### Short task 1:
The reloading post describes sorting brass into groups. List every lot it names.

**** Text to read ****

I here what you're saying grabbing the rim to seat the primer. However, if doesn't matter because I still measure for seating depth, 0.002-0.003 below flush, using my calipers which measure off the base.

I understand the cases are dynamic and changing to some degree with every firing. The brass is flowing etc. BUT..it makes me feel better knowing at least from the baseline my cases are consistent. I shoot < 500 yards but I always strive for good reloads in hopes to make clean/fast harvest.

Realistically, if I took the time to find out which pieces of brass shoots best, it would be time well spent!! Shoot the brass, if shoots good, put it in the good lot. If still shoots good 2nd time around keep them in the good lot. Etc. If brass shoots bad, goes in the bad lot, shoot 2nd time if still bad, be done with it. If shoots good keep it in the bad > good lot. If shoots good a 3rd time likely good brass but poor first shot. If it shoots bad, now 2/3 bad, if goes in the bad lot permanently. I probably end up with a dam good lot of brass regardless of brass specs. Truth be told I don't have the time.

Point is some brass shoots well but it's not always clear why. Some brass may have near perfect specs but be inconsistent. Other brass have have subpar specs but consistently shoots well.
It's the rabbit hole of reloading. You think you figured it out then you realize you haven't. HaHa!
definitely hit the nail on the head on the last statement!

**** Given entries ****

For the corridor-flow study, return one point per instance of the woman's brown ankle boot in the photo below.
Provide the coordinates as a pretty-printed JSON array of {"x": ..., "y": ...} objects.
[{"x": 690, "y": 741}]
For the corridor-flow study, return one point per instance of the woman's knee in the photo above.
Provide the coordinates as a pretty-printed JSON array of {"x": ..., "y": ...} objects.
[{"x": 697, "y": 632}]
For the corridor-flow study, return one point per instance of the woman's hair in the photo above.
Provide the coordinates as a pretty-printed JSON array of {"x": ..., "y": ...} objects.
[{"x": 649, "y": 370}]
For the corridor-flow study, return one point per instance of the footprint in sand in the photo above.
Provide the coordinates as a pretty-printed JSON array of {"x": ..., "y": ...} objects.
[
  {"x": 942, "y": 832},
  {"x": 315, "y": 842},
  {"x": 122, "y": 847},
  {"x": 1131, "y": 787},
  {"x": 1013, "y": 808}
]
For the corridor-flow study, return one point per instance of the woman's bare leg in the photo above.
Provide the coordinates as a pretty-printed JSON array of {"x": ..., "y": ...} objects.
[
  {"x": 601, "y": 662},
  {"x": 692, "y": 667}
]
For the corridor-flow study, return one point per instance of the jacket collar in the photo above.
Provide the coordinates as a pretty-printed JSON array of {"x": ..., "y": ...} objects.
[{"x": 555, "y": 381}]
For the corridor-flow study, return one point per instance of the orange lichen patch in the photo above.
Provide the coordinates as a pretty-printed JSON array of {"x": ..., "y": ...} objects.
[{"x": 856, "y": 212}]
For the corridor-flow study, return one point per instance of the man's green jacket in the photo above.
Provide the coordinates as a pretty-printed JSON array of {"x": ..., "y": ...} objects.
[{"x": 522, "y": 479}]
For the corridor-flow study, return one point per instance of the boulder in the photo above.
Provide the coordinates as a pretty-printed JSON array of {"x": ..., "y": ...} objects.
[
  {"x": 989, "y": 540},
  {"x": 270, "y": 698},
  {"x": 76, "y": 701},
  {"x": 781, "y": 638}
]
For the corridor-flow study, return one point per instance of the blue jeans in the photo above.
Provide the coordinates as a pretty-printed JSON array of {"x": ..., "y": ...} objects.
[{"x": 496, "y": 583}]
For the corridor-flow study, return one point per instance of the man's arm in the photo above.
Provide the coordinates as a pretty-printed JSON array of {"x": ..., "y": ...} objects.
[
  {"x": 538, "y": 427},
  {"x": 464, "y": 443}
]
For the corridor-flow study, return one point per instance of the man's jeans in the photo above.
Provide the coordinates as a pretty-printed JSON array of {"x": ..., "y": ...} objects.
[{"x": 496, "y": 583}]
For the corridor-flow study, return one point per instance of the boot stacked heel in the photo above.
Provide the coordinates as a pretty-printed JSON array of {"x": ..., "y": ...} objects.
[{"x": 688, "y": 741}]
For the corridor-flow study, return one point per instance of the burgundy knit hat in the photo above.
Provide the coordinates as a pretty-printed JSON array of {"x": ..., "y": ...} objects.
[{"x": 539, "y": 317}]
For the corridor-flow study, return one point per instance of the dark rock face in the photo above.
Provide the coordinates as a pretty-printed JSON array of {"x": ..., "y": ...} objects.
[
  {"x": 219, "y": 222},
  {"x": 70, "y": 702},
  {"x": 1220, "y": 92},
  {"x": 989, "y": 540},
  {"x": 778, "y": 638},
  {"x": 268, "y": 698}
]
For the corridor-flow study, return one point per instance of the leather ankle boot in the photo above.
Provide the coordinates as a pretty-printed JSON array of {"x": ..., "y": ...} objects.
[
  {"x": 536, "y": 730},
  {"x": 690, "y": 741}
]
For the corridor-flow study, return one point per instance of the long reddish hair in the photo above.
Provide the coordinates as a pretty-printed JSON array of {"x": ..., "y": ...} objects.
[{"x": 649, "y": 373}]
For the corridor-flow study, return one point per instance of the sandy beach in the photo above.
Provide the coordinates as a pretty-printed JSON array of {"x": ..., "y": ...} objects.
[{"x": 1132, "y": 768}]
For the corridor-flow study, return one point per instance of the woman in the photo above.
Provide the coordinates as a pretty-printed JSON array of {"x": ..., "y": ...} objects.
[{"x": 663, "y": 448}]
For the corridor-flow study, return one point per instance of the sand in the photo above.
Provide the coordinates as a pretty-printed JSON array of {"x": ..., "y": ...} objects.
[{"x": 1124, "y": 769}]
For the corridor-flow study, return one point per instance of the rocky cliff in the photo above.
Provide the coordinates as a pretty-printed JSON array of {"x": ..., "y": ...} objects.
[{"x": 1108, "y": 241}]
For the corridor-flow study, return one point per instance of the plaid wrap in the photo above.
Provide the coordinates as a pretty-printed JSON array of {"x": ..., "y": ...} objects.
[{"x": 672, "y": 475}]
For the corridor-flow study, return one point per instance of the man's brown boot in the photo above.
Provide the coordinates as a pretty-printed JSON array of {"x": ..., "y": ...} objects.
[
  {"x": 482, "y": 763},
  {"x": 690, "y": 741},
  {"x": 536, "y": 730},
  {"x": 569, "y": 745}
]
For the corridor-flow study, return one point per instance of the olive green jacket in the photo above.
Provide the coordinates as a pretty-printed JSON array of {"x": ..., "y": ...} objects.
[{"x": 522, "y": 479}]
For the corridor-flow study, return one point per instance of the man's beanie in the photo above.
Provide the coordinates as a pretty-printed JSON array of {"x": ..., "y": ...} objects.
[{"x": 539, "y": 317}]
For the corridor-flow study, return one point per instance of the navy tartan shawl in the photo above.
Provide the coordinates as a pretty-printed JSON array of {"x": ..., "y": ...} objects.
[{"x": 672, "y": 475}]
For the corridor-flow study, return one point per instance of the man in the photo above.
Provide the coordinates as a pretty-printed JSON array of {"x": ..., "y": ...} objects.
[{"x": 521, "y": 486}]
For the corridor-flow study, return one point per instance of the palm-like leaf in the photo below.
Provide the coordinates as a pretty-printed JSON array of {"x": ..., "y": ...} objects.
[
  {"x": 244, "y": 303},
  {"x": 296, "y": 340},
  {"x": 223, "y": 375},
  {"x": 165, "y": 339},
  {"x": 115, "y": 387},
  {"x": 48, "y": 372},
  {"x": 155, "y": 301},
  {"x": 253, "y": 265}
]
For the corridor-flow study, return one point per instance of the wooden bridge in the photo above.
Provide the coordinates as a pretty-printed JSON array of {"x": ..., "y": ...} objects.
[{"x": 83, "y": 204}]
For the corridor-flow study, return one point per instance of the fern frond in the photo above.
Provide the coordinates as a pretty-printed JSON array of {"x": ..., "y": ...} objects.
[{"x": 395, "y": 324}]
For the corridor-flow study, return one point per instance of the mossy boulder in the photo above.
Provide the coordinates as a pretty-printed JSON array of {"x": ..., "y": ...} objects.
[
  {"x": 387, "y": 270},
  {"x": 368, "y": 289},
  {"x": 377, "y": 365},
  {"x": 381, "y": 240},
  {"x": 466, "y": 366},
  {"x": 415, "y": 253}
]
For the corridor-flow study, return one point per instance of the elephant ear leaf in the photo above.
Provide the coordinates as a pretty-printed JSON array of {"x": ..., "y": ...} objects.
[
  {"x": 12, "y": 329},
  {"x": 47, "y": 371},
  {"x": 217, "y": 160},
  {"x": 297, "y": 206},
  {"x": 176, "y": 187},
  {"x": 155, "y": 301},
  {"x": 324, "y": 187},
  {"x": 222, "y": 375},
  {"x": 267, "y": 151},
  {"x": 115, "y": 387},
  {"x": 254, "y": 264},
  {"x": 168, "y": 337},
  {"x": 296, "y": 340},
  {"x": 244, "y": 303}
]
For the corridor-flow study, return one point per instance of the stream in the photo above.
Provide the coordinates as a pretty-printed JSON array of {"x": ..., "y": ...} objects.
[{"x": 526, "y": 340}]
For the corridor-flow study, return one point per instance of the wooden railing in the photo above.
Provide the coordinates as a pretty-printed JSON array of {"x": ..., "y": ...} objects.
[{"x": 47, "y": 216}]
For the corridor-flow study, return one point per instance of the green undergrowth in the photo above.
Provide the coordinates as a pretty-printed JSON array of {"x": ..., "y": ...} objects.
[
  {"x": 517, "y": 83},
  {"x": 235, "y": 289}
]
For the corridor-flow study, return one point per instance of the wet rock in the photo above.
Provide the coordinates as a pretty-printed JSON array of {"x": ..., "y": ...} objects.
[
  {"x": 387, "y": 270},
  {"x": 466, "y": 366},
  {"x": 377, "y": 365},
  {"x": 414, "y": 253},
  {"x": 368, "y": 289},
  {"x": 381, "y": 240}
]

****

### Short task 2:
Collect every line in the rows above that contains the word "jeans".

### Task output 1:
- good lot
- bad lot
- bad > good lot

### Task output 2:
For the corridor-flow study, return one point per instance of the blue jeans in the photo above.
For the corridor-flow study, return one point per instance of the man's jeans in the photo above.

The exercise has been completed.